• **Фрагмент документа**
+ + + + + + +
Частное, малое включалось – наравне со значительным – в единый исторический контекст. Образы, его создающие, в послеоктябрьских книгах поэта, обращенных не столько к истории, сколько к современности, станут иными, чем в сборнике «Камень». Но принцип «памяти» как знак «связи времен» останется. Переживание поэтического слова в аспекте «памяти» роднило Мандельштама с поздним символизмом (Вяч. Иванов о роли поэта: «учит он – воспоминать»).

Пафос преемственности и «наследства» оказывался особенно актуальным в условиях антикультурного бунта намеренно «не помнивших родства» футуристов. Их выступления на рубеже 900—10-х годов обозначили новые тенденции в развитии нереалистических течений русского искусства.
+ + + + + + +
Сохранённые записи с данными

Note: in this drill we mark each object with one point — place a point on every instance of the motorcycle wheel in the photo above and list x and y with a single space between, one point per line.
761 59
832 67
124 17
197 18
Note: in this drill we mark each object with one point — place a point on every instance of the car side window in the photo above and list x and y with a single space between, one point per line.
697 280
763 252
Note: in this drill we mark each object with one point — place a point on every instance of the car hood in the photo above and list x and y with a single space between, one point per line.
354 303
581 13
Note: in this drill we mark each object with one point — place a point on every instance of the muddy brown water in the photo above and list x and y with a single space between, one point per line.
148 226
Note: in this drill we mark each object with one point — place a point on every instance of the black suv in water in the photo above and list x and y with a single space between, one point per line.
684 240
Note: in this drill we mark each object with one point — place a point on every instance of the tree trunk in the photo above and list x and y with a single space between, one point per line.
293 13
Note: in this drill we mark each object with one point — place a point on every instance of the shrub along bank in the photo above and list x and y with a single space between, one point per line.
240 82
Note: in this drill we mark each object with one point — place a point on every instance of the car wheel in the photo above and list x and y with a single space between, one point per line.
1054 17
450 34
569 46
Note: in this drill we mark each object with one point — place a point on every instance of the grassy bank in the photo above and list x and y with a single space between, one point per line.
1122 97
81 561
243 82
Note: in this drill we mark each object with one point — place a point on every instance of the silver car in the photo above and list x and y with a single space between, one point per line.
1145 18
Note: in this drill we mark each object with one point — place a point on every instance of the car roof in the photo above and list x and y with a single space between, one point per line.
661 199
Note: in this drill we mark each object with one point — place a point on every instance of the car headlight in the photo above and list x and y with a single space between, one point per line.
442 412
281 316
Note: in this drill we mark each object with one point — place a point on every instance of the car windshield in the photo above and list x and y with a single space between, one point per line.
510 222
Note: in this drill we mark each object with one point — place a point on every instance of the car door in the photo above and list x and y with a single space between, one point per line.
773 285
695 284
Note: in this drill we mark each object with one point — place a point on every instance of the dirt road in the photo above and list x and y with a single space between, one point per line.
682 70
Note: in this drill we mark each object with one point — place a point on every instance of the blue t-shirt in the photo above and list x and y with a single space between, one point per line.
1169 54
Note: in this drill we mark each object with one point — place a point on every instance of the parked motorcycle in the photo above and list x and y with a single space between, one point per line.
+ + + + + + +
• **Задания**
1. Какие слова и выражения во фрагменте о Мандельштаме заключены в кавычки-ёлочки? Назовите каждое один раз, даже если оно повторяется.
2. Продолжите фрагмент о Мандельштаме и футуристах, начав сразу после его последнего предложения.

• **Ответы**
1.
«Камень»
«памяти»
«связи времен»
«учит он – воспоминать»
«наследства»
«не помнивших родства»

2.
ФУТУРИЗМ

Блок писал в предисловии к поэме «Возмездие»: «1910 год – это кризис символизма... В этом году явственно дали о себе знать направления, которые встали во враждебную позицию к символизму и друг к другу: акмеизм, эгофутуризм и первые начатки футуризма».

Футуристы объявляют войну символистскому двоемирию. Одновременно против него выступают акмеисты, которые, впрочем, до конца преодолеть его не могли. Мистика обернулась экзотикой. Футуристы порывают и с символистским делением на миры здешние и нездешние, и с акмеистским конфликтом обыденщины, «проклятого захолустья» и «далеких стран» (поэзия Н. Гумилева). Оспаривают они и тех акмеистов (С. Городецкий и др.), которые звали к «вещности», к изображению живой природы в неповторимости ее форм, цветов, запахов. Футуристы убеждены: искусство должно не воссоздавать жизнь, а решительно и своевольно пересоздавать.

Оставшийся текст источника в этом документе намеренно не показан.